Mettez sous forme de tableau Markdown le passage des données allant de la ligne qui contient « Find the <item>camera » jusqu'à la fin des données, bornes incluses et lignes vides omises. Une colonne « N° » numérote chaque ligne, et une colonne « Contenu » la reproduit.

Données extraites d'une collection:
####

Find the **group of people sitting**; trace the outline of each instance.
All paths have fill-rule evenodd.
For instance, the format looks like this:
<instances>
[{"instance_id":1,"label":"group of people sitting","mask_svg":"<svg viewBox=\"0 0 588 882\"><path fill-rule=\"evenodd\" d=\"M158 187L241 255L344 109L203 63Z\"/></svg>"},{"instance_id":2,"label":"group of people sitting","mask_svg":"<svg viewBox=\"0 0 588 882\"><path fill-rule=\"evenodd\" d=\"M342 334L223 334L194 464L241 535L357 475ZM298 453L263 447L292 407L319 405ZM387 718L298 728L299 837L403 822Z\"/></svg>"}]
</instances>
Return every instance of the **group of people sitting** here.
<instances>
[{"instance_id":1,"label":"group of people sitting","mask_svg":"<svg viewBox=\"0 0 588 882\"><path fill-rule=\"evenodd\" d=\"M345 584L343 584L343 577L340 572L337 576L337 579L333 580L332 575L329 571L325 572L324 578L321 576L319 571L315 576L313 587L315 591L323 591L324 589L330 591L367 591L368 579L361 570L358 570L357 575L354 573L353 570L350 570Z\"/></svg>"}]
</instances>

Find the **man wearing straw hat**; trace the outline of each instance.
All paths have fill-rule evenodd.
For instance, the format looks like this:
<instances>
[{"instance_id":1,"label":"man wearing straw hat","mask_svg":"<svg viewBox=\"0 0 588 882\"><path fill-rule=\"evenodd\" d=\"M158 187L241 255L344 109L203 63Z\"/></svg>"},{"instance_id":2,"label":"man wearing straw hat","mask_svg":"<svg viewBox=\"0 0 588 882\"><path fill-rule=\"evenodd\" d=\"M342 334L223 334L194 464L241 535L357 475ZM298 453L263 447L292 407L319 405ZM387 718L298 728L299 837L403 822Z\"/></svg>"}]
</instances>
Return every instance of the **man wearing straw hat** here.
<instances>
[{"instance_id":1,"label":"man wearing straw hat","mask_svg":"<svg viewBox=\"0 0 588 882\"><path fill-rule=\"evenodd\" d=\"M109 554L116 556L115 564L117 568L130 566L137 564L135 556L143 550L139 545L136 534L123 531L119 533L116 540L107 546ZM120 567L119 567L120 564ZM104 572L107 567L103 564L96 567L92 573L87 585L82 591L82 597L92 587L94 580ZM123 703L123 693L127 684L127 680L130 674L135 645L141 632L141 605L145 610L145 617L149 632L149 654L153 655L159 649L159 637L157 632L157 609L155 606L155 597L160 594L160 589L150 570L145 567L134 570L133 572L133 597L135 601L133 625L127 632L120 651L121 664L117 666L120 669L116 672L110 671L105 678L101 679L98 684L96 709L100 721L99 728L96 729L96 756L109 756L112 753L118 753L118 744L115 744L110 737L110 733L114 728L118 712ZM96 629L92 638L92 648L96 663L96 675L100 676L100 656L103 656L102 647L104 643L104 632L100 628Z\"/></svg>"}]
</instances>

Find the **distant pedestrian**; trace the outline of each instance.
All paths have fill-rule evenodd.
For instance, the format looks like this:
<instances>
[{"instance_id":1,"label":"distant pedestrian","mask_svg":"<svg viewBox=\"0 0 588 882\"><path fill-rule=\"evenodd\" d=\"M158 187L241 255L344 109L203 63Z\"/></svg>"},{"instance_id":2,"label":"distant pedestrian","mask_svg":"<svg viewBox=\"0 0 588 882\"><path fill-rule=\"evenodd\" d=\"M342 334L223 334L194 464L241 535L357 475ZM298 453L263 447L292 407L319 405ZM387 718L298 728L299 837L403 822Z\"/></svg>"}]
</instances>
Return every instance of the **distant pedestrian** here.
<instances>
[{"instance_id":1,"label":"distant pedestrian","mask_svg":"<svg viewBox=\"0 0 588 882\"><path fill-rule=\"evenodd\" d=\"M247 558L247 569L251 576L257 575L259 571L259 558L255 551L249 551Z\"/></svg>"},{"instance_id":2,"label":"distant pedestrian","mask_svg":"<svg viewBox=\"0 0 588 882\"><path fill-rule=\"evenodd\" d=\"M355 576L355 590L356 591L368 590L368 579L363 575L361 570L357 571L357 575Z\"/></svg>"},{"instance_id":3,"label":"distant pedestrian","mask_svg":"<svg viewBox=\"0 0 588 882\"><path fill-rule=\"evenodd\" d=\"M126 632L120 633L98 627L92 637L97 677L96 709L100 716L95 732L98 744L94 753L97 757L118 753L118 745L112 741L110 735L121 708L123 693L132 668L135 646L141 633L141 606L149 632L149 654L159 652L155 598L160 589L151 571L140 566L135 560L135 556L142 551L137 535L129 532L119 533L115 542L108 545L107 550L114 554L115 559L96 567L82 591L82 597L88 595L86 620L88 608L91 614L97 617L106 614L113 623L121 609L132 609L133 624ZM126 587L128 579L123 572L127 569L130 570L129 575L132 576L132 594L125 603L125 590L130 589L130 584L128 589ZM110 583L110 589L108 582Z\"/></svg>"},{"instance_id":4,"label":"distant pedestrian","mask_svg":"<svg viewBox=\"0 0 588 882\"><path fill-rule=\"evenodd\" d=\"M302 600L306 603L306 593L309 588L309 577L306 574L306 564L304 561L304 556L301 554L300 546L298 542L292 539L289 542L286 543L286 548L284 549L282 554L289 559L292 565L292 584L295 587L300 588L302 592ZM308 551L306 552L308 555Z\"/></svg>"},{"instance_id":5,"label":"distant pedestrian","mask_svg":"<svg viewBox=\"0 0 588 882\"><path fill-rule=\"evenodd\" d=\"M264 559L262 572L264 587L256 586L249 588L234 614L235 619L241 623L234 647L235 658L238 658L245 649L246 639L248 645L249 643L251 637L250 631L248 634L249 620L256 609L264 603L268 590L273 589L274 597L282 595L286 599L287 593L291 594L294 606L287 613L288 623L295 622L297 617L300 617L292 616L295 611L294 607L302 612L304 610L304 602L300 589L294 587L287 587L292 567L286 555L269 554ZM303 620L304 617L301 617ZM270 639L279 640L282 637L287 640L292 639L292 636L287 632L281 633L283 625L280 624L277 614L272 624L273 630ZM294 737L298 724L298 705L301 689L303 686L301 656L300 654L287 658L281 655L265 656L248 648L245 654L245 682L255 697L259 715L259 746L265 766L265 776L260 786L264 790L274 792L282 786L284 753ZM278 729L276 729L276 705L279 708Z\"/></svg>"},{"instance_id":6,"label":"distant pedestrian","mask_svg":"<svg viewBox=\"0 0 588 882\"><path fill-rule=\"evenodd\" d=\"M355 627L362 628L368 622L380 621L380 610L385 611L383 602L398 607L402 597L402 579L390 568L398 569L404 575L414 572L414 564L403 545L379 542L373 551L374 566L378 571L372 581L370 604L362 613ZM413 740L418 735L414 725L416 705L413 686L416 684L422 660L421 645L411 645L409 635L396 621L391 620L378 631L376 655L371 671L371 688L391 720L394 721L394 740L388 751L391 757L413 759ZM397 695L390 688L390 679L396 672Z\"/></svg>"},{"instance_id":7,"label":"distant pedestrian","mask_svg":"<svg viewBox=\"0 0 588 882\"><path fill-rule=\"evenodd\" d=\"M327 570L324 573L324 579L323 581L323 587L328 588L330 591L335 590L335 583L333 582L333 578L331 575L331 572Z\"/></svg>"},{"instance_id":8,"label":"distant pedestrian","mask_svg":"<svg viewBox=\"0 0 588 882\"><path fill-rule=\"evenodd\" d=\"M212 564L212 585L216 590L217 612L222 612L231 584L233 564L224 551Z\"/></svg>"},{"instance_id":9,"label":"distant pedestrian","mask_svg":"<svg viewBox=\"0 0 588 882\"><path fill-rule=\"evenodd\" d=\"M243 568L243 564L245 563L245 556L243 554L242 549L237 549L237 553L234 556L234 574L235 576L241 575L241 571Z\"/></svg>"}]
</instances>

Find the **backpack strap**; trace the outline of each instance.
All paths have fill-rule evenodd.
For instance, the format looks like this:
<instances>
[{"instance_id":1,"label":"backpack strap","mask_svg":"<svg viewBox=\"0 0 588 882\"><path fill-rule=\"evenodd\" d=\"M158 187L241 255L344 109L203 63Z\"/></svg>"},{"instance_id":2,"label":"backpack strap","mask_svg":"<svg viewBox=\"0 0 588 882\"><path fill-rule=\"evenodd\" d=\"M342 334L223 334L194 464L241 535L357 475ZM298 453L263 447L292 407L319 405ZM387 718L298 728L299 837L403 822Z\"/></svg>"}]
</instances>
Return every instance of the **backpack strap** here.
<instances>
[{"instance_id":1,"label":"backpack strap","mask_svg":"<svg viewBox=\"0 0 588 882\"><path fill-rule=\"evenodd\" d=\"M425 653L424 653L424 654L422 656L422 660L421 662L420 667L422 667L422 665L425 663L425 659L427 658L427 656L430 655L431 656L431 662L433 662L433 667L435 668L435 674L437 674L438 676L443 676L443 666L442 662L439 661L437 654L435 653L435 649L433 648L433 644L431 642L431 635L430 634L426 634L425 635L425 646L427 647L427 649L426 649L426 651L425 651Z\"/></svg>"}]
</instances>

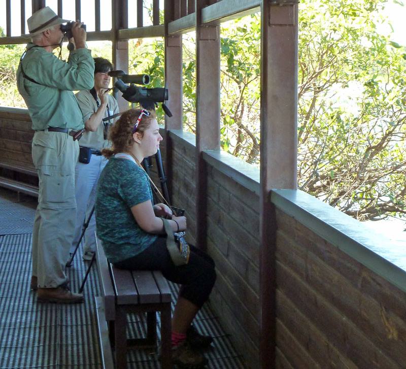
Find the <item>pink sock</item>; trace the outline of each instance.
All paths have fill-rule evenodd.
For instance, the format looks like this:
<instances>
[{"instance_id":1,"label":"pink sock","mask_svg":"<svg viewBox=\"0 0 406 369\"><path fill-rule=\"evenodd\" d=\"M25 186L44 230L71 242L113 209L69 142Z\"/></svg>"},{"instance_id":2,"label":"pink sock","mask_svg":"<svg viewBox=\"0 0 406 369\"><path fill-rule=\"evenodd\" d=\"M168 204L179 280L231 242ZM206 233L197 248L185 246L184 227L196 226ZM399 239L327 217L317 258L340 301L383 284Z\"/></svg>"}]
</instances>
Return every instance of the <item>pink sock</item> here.
<instances>
[{"instance_id":1,"label":"pink sock","mask_svg":"<svg viewBox=\"0 0 406 369\"><path fill-rule=\"evenodd\" d=\"M172 347L176 347L186 339L186 333L178 333L172 332L171 335L171 341L172 342Z\"/></svg>"}]
</instances>

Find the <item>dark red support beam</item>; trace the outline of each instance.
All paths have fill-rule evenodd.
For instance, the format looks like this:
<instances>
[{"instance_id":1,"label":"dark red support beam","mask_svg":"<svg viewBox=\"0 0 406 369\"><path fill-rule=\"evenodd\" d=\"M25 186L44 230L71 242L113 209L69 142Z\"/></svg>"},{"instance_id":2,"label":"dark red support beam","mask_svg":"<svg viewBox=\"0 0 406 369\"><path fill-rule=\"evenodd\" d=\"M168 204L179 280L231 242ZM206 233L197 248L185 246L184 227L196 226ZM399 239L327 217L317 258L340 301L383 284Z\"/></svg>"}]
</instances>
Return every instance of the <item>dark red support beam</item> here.
<instances>
[{"instance_id":1,"label":"dark red support beam","mask_svg":"<svg viewBox=\"0 0 406 369\"><path fill-rule=\"evenodd\" d=\"M142 27L144 25L144 9L143 9L143 0L137 0L137 26Z\"/></svg>"},{"instance_id":2,"label":"dark red support beam","mask_svg":"<svg viewBox=\"0 0 406 369\"><path fill-rule=\"evenodd\" d=\"M174 19L173 20L179 19L181 17L181 0L174 0L172 2L172 11L173 12ZM165 8L166 11L166 8Z\"/></svg>"},{"instance_id":3,"label":"dark red support beam","mask_svg":"<svg viewBox=\"0 0 406 369\"><path fill-rule=\"evenodd\" d=\"M165 0L164 24L165 25L165 85L169 91L169 99L165 102L173 116L165 117L165 172L168 178L170 194L172 191L173 162L171 140L168 134L171 129L182 128L182 36L168 36L168 23L175 19L174 0Z\"/></svg>"},{"instance_id":4,"label":"dark red support beam","mask_svg":"<svg viewBox=\"0 0 406 369\"><path fill-rule=\"evenodd\" d=\"M31 0L31 10L33 14L37 10L45 7L45 0Z\"/></svg>"},{"instance_id":5,"label":"dark red support beam","mask_svg":"<svg viewBox=\"0 0 406 369\"><path fill-rule=\"evenodd\" d=\"M53 10L54 10L55 9L53 9ZM58 12L58 15L62 19L63 19L63 17L62 16L62 0L58 0L57 12Z\"/></svg>"},{"instance_id":6,"label":"dark red support beam","mask_svg":"<svg viewBox=\"0 0 406 369\"><path fill-rule=\"evenodd\" d=\"M82 15L80 11L80 0L75 0L75 20L80 20L80 17Z\"/></svg>"},{"instance_id":7,"label":"dark red support beam","mask_svg":"<svg viewBox=\"0 0 406 369\"><path fill-rule=\"evenodd\" d=\"M100 30L100 0L94 0L94 27L96 32Z\"/></svg>"},{"instance_id":8,"label":"dark red support beam","mask_svg":"<svg viewBox=\"0 0 406 369\"><path fill-rule=\"evenodd\" d=\"M21 35L24 35L25 33L25 0L21 0L20 2L20 9Z\"/></svg>"},{"instance_id":9,"label":"dark red support beam","mask_svg":"<svg viewBox=\"0 0 406 369\"><path fill-rule=\"evenodd\" d=\"M11 0L6 0L6 36L11 36Z\"/></svg>"},{"instance_id":10,"label":"dark red support beam","mask_svg":"<svg viewBox=\"0 0 406 369\"><path fill-rule=\"evenodd\" d=\"M127 0L114 0L112 2L112 27L113 37L113 64L116 69L128 72L128 40L117 40L119 29L128 28L128 5ZM120 111L128 108L128 103L116 93Z\"/></svg>"},{"instance_id":11,"label":"dark red support beam","mask_svg":"<svg viewBox=\"0 0 406 369\"><path fill-rule=\"evenodd\" d=\"M194 0L187 0L187 14L194 13Z\"/></svg>"},{"instance_id":12,"label":"dark red support beam","mask_svg":"<svg viewBox=\"0 0 406 369\"><path fill-rule=\"evenodd\" d=\"M187 15L187 0L181 0L181 17Z\"/></svg>"},{"instance_id":13,"label":"dark red support beam","mask_svg":"<svg viewBox=\"0 0 406 369\"><path fill-rule=\"evenodd\" d=\"M159 24L159 0L153 0L152 3L152 24Z\"/></svg>"},{"instance_id":14,"label":"dark red support beam","mask_svg":"<svg viewBox=\"0 0 406 369\"><path fill-rule=\"evenodd\" d=\"M298 2L263 0L261 4L261 369L275 367L276 360L277 224L270 191L297 187Z\"/></svg>"},{"instance_id":15,"label":"dark red support beam","mask_svg":"<svg viewBox=\"0 0 406 369\"><path fill-rule=\"evenodd\" d=\"M220 150L220 26L202 25L196 9L196 243L206 250L207 236L207 170L202 157L207 150Z\"/></svg>"}]
</instances>

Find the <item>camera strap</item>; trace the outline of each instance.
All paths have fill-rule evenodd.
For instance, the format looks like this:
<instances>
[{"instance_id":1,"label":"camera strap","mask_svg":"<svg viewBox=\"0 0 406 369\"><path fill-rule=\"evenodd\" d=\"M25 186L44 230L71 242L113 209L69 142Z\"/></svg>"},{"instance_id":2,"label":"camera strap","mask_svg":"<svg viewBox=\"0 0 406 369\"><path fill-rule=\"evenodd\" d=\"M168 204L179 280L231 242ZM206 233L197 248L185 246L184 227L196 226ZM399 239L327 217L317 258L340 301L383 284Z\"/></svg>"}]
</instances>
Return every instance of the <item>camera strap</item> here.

####

■ Réponse finale:
| N° | Contenu |
|---|---|
| 1 | Find the <item>camera strap</item>; trace the outline of each instance. |
| 2 | All paths have fill-rule evenodd. |
| 3 | For instance, the format looks like this: |
| 4 | <instances> |
| 5 | [{"instance_id":1,"label":"camera strap","mask_svg":"<svg viewBox=\"0 0 406 369\"><path fill-rule=\"evenodd\" d=\"M25 186L44 230L71 242L113 209L69 142Z\"/></svg>"},{"instance_id":2,"label":"camera strap","mask_svg":"<svg viewBox=\"0 0 406 369\"><path fill-rule=\"evenodd\" d=\"M168 204L179 280L231 242ZM206 233L197 248L185 246L184 227L196 226ZM399 239L327 217L317 258L340 301L383 284Z\"/></svg>"}] |
| 6 | </instances> |
| 7 | Return every instance of the <item>camera strap</item> here. |